:: Material to process ::

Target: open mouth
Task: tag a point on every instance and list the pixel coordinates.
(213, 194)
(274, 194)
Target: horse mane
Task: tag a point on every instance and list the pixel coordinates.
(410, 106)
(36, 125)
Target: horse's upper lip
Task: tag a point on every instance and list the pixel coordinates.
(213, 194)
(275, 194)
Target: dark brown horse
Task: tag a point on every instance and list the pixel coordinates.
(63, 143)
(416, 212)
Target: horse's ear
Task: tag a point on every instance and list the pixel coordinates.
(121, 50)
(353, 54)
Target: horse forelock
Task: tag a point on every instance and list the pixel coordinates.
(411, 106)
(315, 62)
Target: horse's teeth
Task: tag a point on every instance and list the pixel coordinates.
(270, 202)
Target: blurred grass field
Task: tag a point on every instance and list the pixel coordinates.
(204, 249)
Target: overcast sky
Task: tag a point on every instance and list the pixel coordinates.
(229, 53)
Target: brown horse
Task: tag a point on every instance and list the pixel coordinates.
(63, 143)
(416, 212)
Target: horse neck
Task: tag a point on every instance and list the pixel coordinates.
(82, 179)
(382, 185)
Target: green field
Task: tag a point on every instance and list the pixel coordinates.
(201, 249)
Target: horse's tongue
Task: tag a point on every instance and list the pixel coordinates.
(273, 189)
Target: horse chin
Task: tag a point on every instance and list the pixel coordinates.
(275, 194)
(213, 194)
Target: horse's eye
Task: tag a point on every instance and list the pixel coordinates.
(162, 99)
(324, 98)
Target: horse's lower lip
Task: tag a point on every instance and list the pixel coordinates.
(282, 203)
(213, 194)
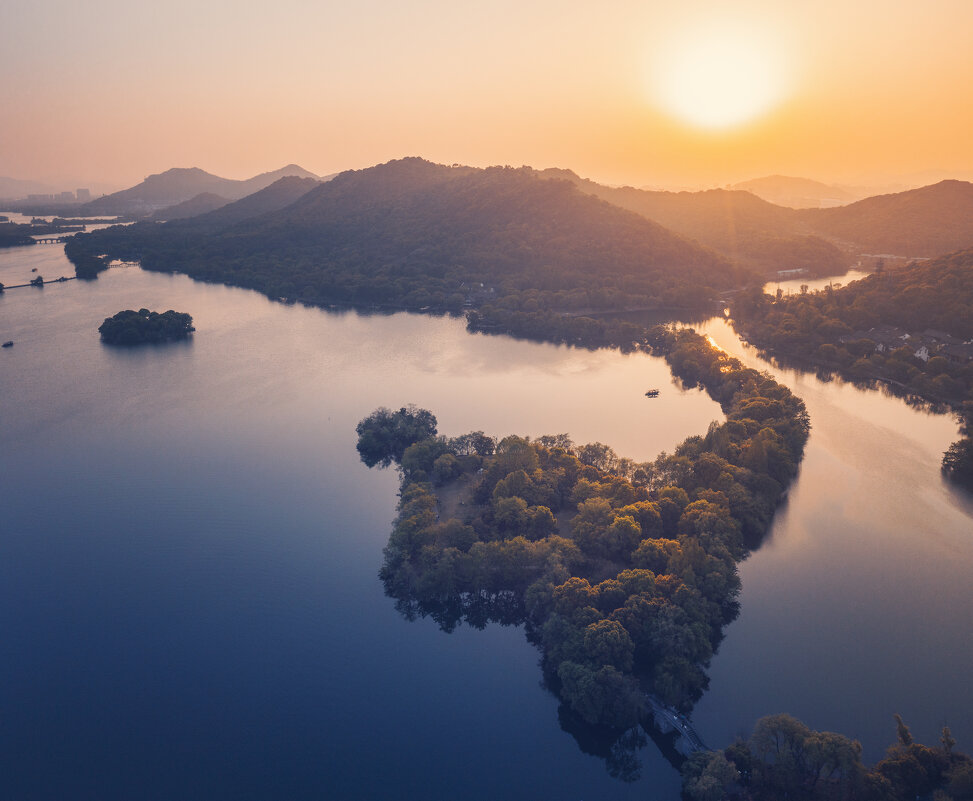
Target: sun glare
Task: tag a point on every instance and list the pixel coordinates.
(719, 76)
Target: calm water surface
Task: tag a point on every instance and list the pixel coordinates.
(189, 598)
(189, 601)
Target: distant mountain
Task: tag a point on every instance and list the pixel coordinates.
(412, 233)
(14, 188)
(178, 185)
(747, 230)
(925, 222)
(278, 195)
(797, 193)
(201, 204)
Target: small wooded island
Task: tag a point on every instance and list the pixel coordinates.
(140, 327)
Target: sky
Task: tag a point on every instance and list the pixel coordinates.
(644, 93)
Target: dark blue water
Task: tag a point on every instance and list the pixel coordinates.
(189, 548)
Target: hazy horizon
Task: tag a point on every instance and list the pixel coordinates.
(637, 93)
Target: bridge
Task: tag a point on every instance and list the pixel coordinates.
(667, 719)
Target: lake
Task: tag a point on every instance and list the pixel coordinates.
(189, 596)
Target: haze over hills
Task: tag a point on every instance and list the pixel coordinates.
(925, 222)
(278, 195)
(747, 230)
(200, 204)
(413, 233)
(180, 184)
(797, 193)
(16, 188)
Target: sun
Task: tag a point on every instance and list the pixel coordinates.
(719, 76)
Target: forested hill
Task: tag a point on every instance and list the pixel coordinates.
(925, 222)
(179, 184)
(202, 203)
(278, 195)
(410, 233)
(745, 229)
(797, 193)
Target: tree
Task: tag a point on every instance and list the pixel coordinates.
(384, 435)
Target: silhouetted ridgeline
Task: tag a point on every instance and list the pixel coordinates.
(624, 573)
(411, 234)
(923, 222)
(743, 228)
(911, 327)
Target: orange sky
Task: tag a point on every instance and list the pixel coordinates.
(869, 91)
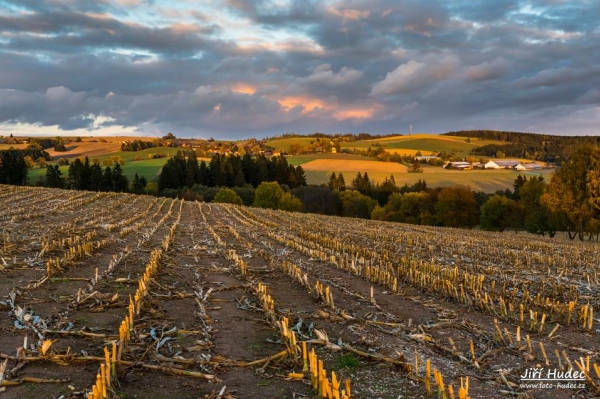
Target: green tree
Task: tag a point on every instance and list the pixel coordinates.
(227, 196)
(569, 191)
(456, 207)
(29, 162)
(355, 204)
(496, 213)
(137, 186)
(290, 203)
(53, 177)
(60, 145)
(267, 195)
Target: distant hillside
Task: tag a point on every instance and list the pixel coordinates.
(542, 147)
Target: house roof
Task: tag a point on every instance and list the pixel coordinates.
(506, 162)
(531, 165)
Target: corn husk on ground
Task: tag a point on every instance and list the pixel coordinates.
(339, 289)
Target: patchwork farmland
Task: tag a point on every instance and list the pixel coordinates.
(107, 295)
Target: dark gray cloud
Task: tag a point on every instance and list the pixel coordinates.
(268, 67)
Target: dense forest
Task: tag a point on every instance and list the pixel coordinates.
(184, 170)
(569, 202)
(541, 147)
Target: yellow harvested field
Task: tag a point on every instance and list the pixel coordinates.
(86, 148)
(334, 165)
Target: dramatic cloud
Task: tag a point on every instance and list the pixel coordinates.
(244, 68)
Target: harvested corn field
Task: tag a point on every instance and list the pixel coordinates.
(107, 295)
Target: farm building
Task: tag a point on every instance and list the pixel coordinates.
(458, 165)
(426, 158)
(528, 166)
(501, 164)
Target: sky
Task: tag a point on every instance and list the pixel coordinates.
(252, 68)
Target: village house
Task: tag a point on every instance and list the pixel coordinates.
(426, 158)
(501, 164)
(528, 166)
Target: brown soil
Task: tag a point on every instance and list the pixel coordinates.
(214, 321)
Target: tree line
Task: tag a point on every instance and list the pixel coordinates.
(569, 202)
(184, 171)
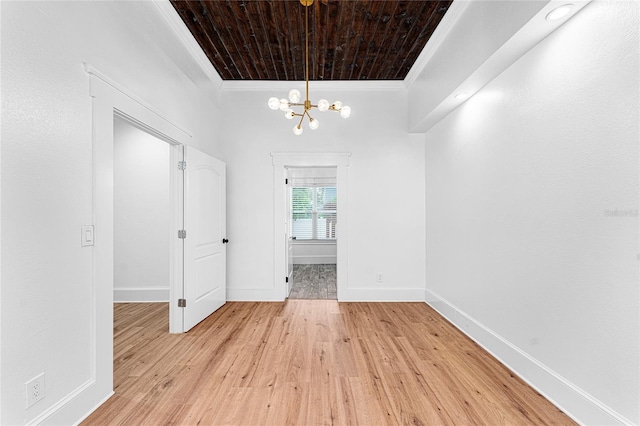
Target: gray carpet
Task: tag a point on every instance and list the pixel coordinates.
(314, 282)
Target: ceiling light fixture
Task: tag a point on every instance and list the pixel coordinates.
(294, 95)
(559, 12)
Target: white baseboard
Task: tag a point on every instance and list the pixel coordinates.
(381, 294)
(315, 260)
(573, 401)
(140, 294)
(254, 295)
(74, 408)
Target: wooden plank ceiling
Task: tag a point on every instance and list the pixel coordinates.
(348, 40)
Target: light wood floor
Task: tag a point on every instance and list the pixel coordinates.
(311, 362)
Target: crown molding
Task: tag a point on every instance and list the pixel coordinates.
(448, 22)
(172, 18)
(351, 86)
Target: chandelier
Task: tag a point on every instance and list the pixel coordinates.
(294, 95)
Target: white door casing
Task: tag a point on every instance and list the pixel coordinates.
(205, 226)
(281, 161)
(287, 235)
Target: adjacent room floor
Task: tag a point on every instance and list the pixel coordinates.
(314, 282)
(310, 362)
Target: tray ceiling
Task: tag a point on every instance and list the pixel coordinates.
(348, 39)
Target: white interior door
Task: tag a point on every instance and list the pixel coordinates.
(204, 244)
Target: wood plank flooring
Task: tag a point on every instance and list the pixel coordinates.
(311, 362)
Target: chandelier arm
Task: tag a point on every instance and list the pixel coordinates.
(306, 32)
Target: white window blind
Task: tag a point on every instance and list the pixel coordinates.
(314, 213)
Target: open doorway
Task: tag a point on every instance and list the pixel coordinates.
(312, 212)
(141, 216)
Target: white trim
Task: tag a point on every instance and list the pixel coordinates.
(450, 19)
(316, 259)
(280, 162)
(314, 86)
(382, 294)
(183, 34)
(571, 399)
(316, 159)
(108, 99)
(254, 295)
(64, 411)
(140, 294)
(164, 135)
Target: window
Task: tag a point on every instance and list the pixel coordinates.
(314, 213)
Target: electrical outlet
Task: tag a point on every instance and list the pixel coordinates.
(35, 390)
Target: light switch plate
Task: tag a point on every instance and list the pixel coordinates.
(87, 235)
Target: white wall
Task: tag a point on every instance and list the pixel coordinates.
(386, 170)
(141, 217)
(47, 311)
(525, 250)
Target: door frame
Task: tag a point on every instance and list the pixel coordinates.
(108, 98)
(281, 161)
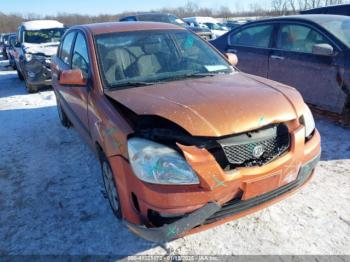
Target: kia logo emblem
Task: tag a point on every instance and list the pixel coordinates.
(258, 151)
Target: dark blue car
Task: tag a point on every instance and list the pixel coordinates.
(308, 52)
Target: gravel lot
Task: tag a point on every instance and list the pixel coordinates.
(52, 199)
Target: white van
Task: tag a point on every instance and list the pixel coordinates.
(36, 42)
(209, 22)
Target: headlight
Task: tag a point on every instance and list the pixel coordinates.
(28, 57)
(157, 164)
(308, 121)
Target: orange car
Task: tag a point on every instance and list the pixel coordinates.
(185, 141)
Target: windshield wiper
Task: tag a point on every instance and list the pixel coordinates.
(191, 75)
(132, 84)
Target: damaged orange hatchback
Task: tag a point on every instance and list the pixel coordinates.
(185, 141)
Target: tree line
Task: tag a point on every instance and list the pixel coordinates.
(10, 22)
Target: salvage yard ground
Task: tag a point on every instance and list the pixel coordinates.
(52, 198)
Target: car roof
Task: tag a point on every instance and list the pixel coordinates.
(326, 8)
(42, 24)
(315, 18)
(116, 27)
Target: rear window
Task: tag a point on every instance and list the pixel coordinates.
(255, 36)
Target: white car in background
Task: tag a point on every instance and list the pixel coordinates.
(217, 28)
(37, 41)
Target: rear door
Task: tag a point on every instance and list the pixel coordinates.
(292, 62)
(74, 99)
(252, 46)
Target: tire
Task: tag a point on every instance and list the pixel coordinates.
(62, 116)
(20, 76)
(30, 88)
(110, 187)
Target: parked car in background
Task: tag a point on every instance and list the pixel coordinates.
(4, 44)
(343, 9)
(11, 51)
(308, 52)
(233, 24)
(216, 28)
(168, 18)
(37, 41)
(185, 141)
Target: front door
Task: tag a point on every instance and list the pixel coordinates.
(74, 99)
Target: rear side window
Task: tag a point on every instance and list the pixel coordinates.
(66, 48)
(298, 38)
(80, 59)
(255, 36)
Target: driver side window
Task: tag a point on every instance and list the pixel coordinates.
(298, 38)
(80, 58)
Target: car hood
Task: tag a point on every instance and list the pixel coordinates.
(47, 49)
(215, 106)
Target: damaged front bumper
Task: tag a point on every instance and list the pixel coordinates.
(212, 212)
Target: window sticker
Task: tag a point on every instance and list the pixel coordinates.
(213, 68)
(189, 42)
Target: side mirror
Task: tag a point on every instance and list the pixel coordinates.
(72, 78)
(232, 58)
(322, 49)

:::

Task objective
Output the data exactly, from the first line through the line that holds "Target: overcast sky", so that no later line appears.

Result
Target: open mouth
Task: tag a point on every instance and list the pixel coordinates.
(213, 194)
(274, 194)
Target: horse mane
Task: tag a point on every instance and list the pixel coordinates.
(410, 106)
(36, 125)
Target: horse's upper lip
Task: tag a point on every instance and list the pixel coordinates.
(213, 194)
(275, 194)
Target: dark brown horse
Task: tag a point on every instance and list the pixel coordinates.
(63, 143)
(416, 212)
Target: horse's ear
Task: tag a point on every instance and list the pixel coordinates.
(121, 50)
(353, 54)
Target: horse forelock
Task: tag a point on every instance and list the pixel coordinates.
(411, 106)
(315, 62)
Target: horse's teeth
Task: tag a point on every instance and list the pixel coordinates.
(270, 202)
Target: blurred grass field
Task: tag a point on every instance and list the pixel coordinates.
(204, 249)
Target: overcast sky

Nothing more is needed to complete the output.